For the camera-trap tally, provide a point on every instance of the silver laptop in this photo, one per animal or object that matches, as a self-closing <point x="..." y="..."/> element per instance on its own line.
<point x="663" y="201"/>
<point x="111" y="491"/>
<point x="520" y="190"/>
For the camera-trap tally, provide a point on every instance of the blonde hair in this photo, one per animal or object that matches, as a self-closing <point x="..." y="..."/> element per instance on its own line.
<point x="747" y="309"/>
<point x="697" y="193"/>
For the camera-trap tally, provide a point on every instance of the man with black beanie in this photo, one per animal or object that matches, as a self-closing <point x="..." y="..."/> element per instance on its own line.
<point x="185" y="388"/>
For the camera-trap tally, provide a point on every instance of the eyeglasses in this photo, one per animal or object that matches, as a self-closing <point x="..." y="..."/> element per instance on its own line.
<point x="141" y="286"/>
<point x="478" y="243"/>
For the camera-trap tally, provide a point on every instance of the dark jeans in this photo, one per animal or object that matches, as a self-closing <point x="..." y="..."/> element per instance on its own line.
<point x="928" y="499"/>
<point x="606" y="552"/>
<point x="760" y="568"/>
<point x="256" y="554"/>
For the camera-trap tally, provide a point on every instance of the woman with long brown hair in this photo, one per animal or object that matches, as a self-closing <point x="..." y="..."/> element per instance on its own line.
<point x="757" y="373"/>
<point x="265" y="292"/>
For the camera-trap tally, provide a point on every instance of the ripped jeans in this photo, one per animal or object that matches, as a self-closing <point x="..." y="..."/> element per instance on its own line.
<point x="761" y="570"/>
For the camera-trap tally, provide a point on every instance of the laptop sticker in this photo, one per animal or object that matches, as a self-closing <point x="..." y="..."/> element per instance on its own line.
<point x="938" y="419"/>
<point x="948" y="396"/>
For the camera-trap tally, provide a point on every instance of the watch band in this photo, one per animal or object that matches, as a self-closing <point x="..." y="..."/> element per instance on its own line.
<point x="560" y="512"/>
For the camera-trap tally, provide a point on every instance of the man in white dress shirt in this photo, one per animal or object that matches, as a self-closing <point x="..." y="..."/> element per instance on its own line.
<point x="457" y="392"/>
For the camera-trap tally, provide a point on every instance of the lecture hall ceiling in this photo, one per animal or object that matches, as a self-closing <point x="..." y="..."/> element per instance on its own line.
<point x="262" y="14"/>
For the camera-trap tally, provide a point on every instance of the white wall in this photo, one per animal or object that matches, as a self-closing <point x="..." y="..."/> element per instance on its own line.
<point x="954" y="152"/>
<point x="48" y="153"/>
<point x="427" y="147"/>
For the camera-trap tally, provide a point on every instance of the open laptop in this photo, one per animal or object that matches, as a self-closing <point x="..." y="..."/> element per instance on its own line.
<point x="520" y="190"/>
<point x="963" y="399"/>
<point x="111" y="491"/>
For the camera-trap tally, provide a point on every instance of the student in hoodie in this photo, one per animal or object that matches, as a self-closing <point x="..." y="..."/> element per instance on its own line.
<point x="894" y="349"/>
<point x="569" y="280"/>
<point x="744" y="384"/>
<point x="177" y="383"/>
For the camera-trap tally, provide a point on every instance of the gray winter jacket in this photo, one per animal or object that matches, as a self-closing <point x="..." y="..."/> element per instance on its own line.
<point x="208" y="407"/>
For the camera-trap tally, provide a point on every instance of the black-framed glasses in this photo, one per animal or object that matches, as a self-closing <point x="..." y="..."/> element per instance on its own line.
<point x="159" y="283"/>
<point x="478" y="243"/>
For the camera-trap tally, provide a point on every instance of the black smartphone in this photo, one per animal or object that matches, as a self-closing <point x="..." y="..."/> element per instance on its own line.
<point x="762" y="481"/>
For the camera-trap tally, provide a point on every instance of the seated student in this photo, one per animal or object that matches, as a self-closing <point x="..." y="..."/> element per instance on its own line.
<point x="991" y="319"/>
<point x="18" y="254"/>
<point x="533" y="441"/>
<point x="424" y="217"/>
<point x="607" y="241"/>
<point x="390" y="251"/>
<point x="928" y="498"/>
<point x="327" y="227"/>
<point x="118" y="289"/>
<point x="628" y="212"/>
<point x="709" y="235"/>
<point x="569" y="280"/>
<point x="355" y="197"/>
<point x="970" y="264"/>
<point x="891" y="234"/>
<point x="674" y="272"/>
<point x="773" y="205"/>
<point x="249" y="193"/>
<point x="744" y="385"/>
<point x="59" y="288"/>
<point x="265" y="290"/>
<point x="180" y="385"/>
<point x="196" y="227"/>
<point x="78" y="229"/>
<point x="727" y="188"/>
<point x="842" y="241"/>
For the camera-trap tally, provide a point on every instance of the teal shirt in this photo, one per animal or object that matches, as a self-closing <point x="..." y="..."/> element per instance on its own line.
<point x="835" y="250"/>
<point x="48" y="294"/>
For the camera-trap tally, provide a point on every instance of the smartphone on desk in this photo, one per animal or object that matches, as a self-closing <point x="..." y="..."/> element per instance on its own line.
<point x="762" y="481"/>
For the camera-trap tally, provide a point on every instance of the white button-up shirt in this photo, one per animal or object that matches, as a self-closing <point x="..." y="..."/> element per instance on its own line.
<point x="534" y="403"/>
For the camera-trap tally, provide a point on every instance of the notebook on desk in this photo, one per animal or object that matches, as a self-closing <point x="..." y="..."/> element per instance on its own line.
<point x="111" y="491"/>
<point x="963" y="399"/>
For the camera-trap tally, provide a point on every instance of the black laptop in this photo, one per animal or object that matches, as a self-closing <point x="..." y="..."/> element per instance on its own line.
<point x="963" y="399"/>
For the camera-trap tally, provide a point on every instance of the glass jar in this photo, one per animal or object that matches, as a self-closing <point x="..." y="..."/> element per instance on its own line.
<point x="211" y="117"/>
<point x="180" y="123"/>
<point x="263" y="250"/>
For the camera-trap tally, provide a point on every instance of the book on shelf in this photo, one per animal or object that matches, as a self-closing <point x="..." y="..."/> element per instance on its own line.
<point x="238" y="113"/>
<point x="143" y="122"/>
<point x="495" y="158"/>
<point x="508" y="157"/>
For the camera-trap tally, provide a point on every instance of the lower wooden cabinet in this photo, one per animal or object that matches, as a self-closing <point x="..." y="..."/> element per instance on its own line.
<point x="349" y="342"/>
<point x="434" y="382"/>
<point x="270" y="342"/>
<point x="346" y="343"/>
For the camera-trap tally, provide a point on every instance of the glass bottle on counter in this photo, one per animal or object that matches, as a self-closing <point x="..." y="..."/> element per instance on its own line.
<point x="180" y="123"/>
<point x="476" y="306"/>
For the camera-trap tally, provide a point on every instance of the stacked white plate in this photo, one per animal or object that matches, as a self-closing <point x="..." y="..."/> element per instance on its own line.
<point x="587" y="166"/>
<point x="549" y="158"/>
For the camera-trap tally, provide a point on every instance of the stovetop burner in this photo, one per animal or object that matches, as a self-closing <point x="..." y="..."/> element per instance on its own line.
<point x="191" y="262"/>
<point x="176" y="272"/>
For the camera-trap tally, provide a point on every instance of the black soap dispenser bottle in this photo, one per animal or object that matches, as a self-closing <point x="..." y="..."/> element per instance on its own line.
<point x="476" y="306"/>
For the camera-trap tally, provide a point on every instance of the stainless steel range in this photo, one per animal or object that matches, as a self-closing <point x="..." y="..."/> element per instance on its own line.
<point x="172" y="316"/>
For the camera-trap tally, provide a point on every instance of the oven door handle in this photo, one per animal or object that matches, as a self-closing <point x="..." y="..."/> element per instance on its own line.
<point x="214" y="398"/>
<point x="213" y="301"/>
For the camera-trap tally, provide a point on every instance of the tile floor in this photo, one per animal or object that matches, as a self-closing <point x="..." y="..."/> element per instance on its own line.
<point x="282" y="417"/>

Directions: The data above should be output exactly, with each line intact.

Task solution:
For the camera-trap tally, provide a point on every instance of the silver laptop in this photo, one per animal or object that matches, as a self-closing <point x="..." y="..."/> element per instance on its own line.
<point x="663" y="201"/>
<point x="111" y="491"/>
<point x="520" y="190"/>
For the camera-trap tally, provide a point on every instance of the blonde hair in this photo, one per animal or object that matches, as a self-closing <point x="..." y="..."/> element per instance on its own line.
<point x="747" y="309"/>
<point x="697" y="193"/>
For the camera-trap tally, provide a point on every instance of the man with black beanie in this photo, one per animal or object that matches, as a self-closing <point x="..." y="..."/> element per instance on its own line.
<point x="185" y="388"/>
For the camera-trap tally, provide a point on every instance of the eyeglasses in this photo, one per animal or object that matches, as a self-closing <point x="..." y="..."/> element per instance on its own line.
<point x="141" y="286"/>
<point x="478" y="243"/>
For the camera-trap tally, provide a point on every instance of the dark jeans in this photo, one per animal or object that matches, as a self-closing <point x="..." y="..."/> element per instance on its own line.
<point x="928" y="499"/>
<point x="606" y="552"/>
<point x="760" y="568"/>
<point x="256" y="554"/>
For the camera-trap tally, provide a point on every instance of the woman with long brown hair in this photo, one per animal or object that matches, as a self-closing <point x="..." y="..."/> element per instance on its own line.
<point x="757" y="373"/>
<point x="265" y="292"/>
For the camera-trap tally, provide a point on every instance of the ripped jeans in this photo, one per animal or object that matches, as a self-closing <point x="..." y="..."/> element per instance on its own line.
<point x="761" y="570"/>
For the camera-trap tally, provide a point on every instance of the laptop sticker in this photo, one per animal or object that matches, as a self-closing <point x="..." y="..."/> element per instance on its own line.
<point x="938" y="419"/>
<point x="948" y="396"/>
For the camera-trap tally, provide a point on every instance of the watch band in this photo, one per animal or object that matches, as a self-closing <point x="..." y="..."/> element per instance on its own line.
<point x="560" y="512"/>
For the camera-trap tally, provide a point on every instance of the man in white dress shirt in this photo, one per animal or object that matches, as a self-closing <point x="..." y="..."/> element per instance on its own line.
<point x="457" y="392"/>
For the camera-trap tally, provide a point on every instance of the lecture hall ceiling in this photo, one per animal or object that matches, as a self-closing <point x="..." y="..."/> element per instance on its own line.
<point x="262" y="14"/>
For the camera-trap tally, provide a point on every instance of the white wall in this photo, one per animal or object that matches, as a self-closing <point x="..." y="..."/> element per instance on its own line.
<point x="954" y="152"/>
<point x="48" y="153"/>
<point x="427" y="147"/>
For the camera-trap tally, provide a point on every instance of the open laptop in this photo, one per animal or object that matches, as a self-closing <point x="..." y="..."/> element per instance on its own line.
<point x="520" y="190"/>
<point x="963" y="399"/>
<point x="111" y="491"/>
For the camera-trap tally, provide a point on every instance of the student in hoodie in this photo, one per animal or object that matches, as a self-closing <point x="..." y="..."/> element per instance on its own line.
<point x="894" y="349"/>
<point x="569" y="280"/>
<point x="744" y="384"/>
<point x="177" y="383"/>
For the camera-trap tally, provide a point on every instance of the gray winter jacket in this photo, one per animal or object that matches, as a self-closing <point x="..." y="..."/> element per instance on its own line.
<point x="208" y="407"/>
For the camera-trap tally, provide a point on every instance of the black-framed glasses in this photo, one per animal or object that matches, as a self-closing <point x="..." y="..."/> element per instance on its own line.
<point x="159" y="283"/>
<point x="478" y="243"/>
For the camera-trap tally, provide a point on every instance of the black smartphone in this photo, one per animal or object that matches, as a self-closing <point x="..." y="..."/> element per instance on its own line.
<point x="762" y="481"/>
For the camera-trap tally, provide a point on every instance of the seated student in this photo, one per animal or object that matches, as a self-closing <point x="..." y="..."/> element per instance on its own line.
<point x="991" y="319"/>
<point x="18" y="254"/>
<point x="533" y="441"/>
<point x="424" y="217"/>
<point x="607" y="241"/>
<point x="390" y="251"/>
<point x="928" y="498"/>
<point x="327" y="227"/>
<point x="118" y="289"/>
<point x="628" y="212"/>
<point x="709" y="235"/>
<point x="569" y="280"/>
<point x="355" y="197"/>
<point x="970" y="264"/>
<point x="891" y="234"/>
<point x="674" y="272"/>
<point x="773" y="205"/>
<point x="249" y="193"/>
<point x="744" y="385"/>
<point x="59" y="288"/>
<point x="265" y="290"/>
<point x="180" y="385"/>
<point x="196" y="227"/>
<point x="78" y="229"/>
<point x="727" y="188"/>
<point x="842" y="241"/>
For the camera-trap tally, provide a point on every instance of the teal shirt in this photo, one per animal or object that matches, as a self-closing <point x="..." y="..."/> element per instance on its own line.
<point x="835" y="250"/>
<point x="48" y="294"/>
For the camera-trap tally, provide a point on every instance of the smartphone on desk in this photo, one per animal or object that matches, as a self-closing <point x="..." y="..."/> element per instance on its own line.
<point x="762" y="481"/>
For the camera-trap tally, provide a point on every instance of the white button-up shirt in this photo, one per animal or object that matches, as a self-closing <point x="..." y="..."/> element per instance on its own line.
<point x="534" y="403"/>
For the camera-trap tally, provide a point on every instance of the notebook on desk in this photo, one per animal or object that matches, as a self-closing <point x="..." y="..."/> element per instance on its own line.
<point x="111" y="491"/>
<point x="963" y="399"/>
For the camera-trap tally, provide a point on every instance of the black laptop in this photo, one per animal or object that matches, as a self-closing <point x="..." y="..."/> element per instance on its own line.
<point x="963" y="399"/>
For the camera-trap tally, provide a point on every instance of the glass jar in this photo, one per animal or object that matches, as a self-closing <point x="..." y="..."/> element per instance on its own line.
<point x="211" y="117"/>
<point x="180" y="123"/>
<point x="263" y="250"/>
For the camera-trap tally, provide a point on every instance of the book on shelf in this photo, one per animal or object that matches, as a self-closing <point x="..." y="..."/> element per instance on its own line.
<point x="238" y="113"/>
<point x="143" y="122"/>
<point x="495" y="158"/>
<point x="508" y="157"/>
For the camera-trap tally, provide a point on every instance of the lower wooden cabinet in this photo, one per animal or object that matches, as a self-closing <point x="..." y="..."/> element per instance on its own line.
<point x="349" y="342"/>
<point x="434" y="382"/>
<point x="270" y="342"/>
<point x="346" y="343"/>
For the camera-trap tally, provide a point on every instance of the glass bottle on counter in this photo, one per animal or object that matches, as a self-closing <point x="..." y="..."/> element per instance on its own line.
<point x="180" y="123"/>
<point x="476" y="306"/>
For the camera-trap tally, provide a point on every instance of the stacked white plate in this photo, one per animal or object that matches, as a self-closing <point x="..." y="..."/> element per instance on its own line.
<point x="587" y="166"/>
<point x="549" y="158"/>
For the camera-trap tally, provide a point on every instance of the stovetop burner in this photo, one per animal or object that matches, as a self-closing <point x="..." y="..."/> element per instance on its own line.
<point x="191" y="262"/>
<point x="176" y="272"/>
For the camera-trap tally, provide a point on every instance of the black soap dispenser bottle in this photo, one per animal or object that matches, as a self-closing <point x="..." y="..."/> element per instance on its own line.
<point x="476" y="306"/>
For the camera-trap tally, provide a point on every instance of the stainless steel range in this photo, one per animal or object that matches, as a self-closing <point x="..." y="..."/> element per instance on its own line.
<point x="172" y="316"/>
For the camera-trap tally, provide a point on every instance of the oven door handle in this photo, one per animal or object that matches, as a self-closing <point x="..." y="..."/> element per instance on its own line.
<point x="214" y="398"/>
<point x="213" y="301"/>
For the camera-trap tally, provide a point on every instance of the tile floor in this photo, one per animal or object that matches, as a self-closing <point x="..." y="..."/> element per instance on its own line.
<point x="282" y="417"/>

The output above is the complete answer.